Can you reproduce every line of the data below without changing anything?

Stored items from a collection:
※ ※ ※

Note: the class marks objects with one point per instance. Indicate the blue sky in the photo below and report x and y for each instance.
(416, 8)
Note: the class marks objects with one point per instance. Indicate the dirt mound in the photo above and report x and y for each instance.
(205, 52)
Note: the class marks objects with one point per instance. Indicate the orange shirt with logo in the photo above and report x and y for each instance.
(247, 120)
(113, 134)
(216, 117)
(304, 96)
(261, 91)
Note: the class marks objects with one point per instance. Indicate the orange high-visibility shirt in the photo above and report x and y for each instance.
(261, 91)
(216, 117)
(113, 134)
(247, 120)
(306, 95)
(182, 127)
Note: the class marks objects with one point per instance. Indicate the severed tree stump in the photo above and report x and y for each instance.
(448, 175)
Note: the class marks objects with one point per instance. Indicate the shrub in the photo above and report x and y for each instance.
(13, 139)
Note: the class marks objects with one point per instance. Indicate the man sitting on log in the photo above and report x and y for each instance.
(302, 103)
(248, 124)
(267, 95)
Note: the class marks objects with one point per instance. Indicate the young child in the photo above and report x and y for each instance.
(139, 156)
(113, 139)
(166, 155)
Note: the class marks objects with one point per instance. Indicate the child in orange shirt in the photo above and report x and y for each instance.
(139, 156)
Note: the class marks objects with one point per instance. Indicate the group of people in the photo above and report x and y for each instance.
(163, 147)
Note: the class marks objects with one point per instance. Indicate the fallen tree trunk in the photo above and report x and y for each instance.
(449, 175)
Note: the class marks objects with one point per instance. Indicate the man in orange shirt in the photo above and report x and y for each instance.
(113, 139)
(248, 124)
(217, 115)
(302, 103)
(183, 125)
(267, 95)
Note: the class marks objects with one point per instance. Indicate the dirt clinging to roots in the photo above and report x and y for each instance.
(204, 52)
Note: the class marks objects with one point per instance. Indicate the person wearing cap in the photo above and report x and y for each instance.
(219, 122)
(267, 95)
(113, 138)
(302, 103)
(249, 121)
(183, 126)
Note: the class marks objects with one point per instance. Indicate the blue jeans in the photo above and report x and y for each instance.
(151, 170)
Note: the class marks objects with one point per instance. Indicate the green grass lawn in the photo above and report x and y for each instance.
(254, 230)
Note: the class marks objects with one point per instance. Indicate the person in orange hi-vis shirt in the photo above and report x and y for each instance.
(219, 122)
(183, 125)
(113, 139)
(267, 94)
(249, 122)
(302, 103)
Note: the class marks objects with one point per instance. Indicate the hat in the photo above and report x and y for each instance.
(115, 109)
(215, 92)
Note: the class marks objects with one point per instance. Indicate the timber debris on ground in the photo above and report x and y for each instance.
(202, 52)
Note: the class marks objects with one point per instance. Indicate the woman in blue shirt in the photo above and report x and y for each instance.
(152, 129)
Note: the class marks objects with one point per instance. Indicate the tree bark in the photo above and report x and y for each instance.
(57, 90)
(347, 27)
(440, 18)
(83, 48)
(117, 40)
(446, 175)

※ ※ ※

== RESPONSE TO THE TASK ==
Note: the class marks objects with one point per instance. Indicate the blue sky in the photo below and report x and y for each instance.
(416, 8)
Note: the class marks objects with one point per instance. Indicate the dirt mound in the photo above and report x and y for each instance.
(205, 52)
Note: the class marks objects with one point per instance. Indicate the orange shirt with logo in the photo above and report x and y for each instance.
(247, 120)
(113, 134)
(216, 117)
(304, 96)
(261, 91)
Note: the class marks objects with one point per instance. Indicate the orange high-visibility shirt in the photo above and report x and y for each instance.
(261, 91)
(216, 117)
(113, 134)
(247, 120)
(306, 95)
(182, 127)
Note: the class marks objects with one point per instance. Indicate the severed tree stump in the photo above and report x and y for each instance.
(448, 175)
Note: the class marks objects with one point per instance. Indicate the shrub in the photo above and report x and y for each instance.
(13, 139)
Note: the class marks objects with one point per instance. Indicate the man sitting on log in the photo above and report x and y for each instance.
(302, 103)
(248, 124)
(267, 95)
Note: the class marks objects with one point per instance. Indicate the young child in the photo above and report x and y for each instance.
(139, 156)
(113, 139)
(166, 155)
Note: the class marks objects with one point per instance. Indicate the child in orange shirt in the photo above and report x and y for each instance.
(139, 156)
Note: the class marks objects with one point per instance. Indicate the group of people in the photo above and report x and y for each instance.
(163, 147)
Note: the class marks objects with one point per instance. Indicate the fallen tree trunk in the photo above and report x and y for each instance.
(449, 175)
Note: the class marks objects with one point per instance. Indicate the man in orange shirt in the photo above and report x and y for each instance.
(113, 139)
(248, 124)
(217, 115)
(302, 103)
(183, 125)
(267, 95)
Note: the class marks objects with one point per instance. Indicate the dirt clinging to roots in the photo above and report x and y for each instance.
(204, 52)
Note: the class marks objects with one point per instance. Indicate the person wearing cap in the photo above and report x and y for each instance.
(219, 122)
(267, 95)
(113, 138)
(302, 103)
(249, 121)
(183, 126)
Note: the class marks objects with one point per instance. Indicate the blue jeans in the photo above and report x and y for each instance.
(151, 170)
Note: the class marks objects with one point per instance. Indicate the green grass lawn in the photo above and report x and y for each instance.
(254, 230)
Note: the class marks objects with one point per instance. Indicate the person in orange hi-vis shirt in the photo above and report x and y for each instance.
(219, 122)
(183, 125)
(113, 139)
(267, 94)
(249, 122)
(302, 103)
Note: the class marks objects with one point per instance. Indicate the hat in the photo above and report x and y for each instance.
(115, 109)
(215, 92)
Note: the class marks objects with one point per instance. Indicate the timber debris on ground in the photo above and report x and y for each instance.
(202, 52)
Note: the class marks objects with one point per instance. Indicate the woman in blue shirt in the photo above and report x and y for each instance.
(152, 129)
Note: the class marks objects with one point per instance. Indicate the tree bark in the photo above and report x and y for each instance.
(57, 90)
(347, 27)
(440, 18)
(83, 48)
(117, 40)
(446, 175)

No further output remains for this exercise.